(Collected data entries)

= Beginning of Section =

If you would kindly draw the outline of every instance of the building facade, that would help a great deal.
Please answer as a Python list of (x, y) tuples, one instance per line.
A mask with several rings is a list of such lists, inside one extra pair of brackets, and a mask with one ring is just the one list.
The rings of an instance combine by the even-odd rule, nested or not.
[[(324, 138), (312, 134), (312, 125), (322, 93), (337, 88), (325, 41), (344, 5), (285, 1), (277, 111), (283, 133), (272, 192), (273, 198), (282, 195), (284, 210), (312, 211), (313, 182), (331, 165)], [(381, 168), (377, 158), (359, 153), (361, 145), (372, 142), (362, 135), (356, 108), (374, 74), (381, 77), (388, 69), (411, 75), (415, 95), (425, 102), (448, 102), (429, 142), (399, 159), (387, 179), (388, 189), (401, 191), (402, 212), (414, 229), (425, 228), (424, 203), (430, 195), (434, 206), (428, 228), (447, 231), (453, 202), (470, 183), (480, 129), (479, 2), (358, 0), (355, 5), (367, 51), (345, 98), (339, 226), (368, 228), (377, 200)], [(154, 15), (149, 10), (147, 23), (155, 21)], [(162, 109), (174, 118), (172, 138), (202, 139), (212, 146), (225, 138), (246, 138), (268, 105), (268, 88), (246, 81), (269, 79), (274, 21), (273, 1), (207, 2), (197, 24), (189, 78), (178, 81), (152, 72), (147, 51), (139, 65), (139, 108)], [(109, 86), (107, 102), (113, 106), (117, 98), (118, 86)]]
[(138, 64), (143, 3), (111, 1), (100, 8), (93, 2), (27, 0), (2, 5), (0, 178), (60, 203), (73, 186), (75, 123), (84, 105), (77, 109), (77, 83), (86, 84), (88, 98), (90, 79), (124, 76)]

= End of Section =

Problem to solve:
Whichever lines of the data include the word "list", pull them out.

Exercise result:
Please answer as a Python list of (x, y) tuples, one instance per line.
A mask with several rings is a list of such lists, inside one extra pair of brackets, and a mask with one ring is just the one list.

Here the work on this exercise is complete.